#### WHAT THE TASK REQUIRES:
Please output the entries below from the line that contains "Where can the sandy" through the final line, reproduced exactly and alone.

Point localization data
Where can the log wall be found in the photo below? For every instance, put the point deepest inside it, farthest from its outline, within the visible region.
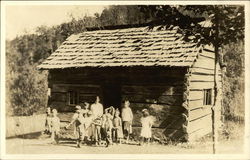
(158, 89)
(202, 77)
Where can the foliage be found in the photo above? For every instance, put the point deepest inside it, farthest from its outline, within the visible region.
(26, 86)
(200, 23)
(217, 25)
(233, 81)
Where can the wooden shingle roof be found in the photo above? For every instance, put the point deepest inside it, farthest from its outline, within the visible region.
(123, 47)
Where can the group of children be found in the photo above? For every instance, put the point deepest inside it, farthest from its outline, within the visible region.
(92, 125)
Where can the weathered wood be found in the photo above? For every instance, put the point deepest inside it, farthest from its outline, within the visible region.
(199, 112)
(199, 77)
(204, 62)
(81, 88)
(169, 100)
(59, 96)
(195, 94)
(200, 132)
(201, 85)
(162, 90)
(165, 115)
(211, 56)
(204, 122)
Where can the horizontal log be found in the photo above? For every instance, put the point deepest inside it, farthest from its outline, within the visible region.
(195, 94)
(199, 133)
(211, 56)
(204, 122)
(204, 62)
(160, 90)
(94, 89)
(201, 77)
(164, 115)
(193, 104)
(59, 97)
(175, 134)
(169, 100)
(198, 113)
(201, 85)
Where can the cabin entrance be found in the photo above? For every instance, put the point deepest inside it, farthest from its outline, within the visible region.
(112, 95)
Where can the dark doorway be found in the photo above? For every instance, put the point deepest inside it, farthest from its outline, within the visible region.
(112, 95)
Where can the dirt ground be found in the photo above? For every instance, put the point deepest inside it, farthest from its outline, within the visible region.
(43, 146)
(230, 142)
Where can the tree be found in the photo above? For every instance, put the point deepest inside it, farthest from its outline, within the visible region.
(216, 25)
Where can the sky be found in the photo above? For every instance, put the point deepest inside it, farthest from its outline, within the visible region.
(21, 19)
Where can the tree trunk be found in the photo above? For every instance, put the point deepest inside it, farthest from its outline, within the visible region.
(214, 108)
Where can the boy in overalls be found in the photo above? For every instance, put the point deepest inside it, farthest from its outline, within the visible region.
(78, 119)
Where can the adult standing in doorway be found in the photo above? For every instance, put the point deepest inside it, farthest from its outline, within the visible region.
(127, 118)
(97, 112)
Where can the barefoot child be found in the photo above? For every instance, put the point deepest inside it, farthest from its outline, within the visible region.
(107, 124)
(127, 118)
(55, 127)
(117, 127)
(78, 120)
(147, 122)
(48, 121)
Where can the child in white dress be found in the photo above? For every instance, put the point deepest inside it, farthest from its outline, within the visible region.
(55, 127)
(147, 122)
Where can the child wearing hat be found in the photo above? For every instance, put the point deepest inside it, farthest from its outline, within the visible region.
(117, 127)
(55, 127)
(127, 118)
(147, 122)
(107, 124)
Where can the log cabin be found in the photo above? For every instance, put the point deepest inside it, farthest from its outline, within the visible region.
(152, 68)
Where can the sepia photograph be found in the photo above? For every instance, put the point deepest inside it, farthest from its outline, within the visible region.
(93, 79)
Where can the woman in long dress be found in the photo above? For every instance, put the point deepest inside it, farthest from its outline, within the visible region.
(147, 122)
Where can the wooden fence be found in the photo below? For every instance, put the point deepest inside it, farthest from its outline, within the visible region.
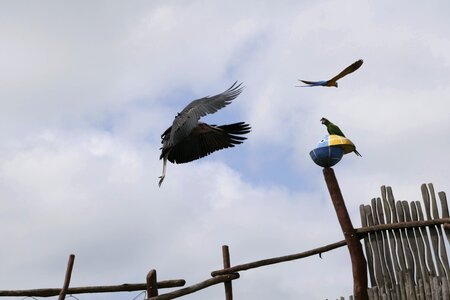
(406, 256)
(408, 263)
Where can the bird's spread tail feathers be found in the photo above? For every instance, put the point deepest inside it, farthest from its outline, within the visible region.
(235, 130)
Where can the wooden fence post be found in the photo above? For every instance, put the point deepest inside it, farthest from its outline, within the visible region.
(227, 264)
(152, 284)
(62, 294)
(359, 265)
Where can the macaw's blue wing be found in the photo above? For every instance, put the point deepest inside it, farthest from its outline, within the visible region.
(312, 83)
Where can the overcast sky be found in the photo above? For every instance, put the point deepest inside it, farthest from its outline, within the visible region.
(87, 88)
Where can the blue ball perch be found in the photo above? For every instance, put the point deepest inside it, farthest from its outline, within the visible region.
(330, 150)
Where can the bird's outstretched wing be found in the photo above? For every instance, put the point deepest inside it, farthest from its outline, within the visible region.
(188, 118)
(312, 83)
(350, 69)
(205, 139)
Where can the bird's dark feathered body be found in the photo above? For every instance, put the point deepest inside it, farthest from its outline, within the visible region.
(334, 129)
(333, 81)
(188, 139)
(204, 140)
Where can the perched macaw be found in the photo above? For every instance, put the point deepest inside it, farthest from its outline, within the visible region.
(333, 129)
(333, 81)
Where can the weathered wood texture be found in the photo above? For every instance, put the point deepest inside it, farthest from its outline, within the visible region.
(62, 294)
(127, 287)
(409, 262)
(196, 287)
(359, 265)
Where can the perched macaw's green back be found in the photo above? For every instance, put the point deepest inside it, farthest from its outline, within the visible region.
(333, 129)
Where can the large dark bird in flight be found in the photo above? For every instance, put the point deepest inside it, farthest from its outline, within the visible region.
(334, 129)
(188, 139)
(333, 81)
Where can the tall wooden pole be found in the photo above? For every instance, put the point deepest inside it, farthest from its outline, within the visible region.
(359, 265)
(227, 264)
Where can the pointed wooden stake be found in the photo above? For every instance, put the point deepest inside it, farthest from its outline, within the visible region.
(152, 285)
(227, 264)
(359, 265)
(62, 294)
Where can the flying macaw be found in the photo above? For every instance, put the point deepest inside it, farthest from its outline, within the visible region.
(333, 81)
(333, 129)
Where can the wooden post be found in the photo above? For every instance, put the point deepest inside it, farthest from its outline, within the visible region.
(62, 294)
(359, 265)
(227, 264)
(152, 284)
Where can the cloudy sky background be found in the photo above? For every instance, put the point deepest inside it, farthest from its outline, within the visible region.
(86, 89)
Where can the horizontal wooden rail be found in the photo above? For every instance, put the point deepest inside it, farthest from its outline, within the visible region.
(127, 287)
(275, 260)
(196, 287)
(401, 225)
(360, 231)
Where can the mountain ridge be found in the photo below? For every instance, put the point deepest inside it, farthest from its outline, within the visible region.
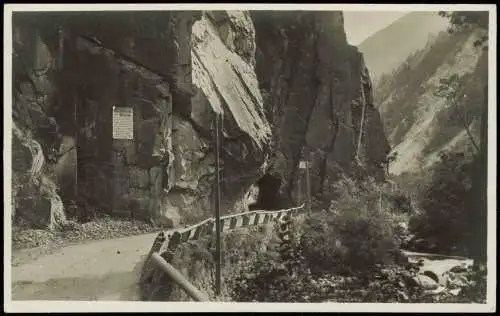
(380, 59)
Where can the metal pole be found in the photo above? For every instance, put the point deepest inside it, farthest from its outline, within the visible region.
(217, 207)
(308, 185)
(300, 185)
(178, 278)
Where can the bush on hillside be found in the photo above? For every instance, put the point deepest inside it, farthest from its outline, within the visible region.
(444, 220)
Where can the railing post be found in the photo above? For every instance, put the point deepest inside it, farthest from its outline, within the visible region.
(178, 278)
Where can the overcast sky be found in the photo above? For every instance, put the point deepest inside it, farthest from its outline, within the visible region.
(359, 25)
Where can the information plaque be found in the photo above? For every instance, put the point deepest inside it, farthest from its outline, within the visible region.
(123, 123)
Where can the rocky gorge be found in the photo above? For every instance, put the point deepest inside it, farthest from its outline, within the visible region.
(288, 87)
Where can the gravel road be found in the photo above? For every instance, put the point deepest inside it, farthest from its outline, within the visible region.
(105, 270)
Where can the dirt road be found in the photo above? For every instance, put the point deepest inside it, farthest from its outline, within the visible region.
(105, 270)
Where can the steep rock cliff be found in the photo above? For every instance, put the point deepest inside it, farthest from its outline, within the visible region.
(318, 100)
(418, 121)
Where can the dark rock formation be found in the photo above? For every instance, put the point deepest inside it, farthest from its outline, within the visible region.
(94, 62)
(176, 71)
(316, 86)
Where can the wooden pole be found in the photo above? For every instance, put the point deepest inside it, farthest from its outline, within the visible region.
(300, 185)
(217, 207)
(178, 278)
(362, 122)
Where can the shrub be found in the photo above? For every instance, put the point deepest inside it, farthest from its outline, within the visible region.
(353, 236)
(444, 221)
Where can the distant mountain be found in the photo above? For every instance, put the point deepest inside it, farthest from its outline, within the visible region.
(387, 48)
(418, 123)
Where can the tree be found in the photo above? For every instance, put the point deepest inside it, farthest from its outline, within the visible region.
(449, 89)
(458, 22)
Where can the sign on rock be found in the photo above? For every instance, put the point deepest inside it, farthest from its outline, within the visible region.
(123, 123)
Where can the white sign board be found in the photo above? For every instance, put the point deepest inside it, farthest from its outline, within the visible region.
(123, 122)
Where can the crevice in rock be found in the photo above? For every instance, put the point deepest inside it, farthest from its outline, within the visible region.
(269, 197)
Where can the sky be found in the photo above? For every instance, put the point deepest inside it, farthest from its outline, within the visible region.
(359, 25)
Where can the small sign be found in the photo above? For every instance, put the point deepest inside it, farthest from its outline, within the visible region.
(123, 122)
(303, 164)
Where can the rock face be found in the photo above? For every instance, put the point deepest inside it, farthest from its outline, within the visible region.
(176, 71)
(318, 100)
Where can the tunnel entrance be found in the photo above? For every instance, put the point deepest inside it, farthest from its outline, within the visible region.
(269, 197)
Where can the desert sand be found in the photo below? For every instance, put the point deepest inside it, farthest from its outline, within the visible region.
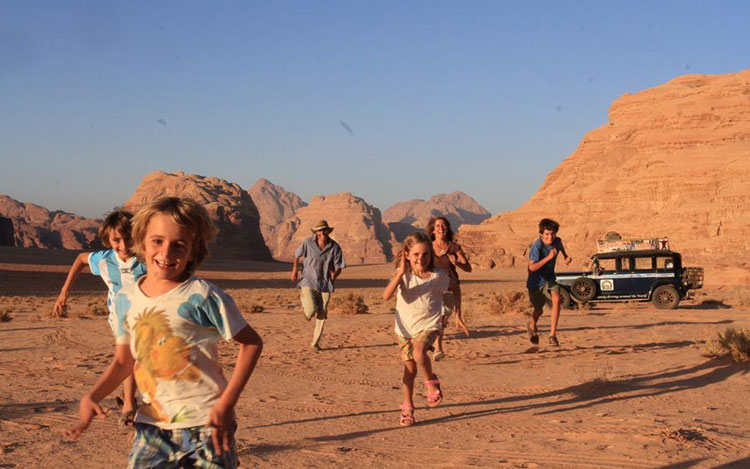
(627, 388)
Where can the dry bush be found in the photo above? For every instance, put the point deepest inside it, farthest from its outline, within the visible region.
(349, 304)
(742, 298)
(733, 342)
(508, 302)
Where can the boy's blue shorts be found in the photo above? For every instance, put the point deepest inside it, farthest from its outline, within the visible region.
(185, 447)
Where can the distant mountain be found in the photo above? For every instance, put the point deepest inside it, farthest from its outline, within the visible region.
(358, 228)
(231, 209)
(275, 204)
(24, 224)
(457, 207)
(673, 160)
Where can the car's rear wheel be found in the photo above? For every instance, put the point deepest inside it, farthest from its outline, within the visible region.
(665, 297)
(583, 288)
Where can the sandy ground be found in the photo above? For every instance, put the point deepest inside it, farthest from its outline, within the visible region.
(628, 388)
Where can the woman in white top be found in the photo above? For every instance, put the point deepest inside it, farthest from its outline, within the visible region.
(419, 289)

#### COMPLETED TASK:
Where can the sandy ground be found in the photo above? For every instance, put the point deepest inside it, farthest from its outline, within the visible region.
(628, 388)
Where can the woman in white top be found in the photo above? For every instance, put the point deepest inside it, farthest from its outline, within the visible region.
(419, 289)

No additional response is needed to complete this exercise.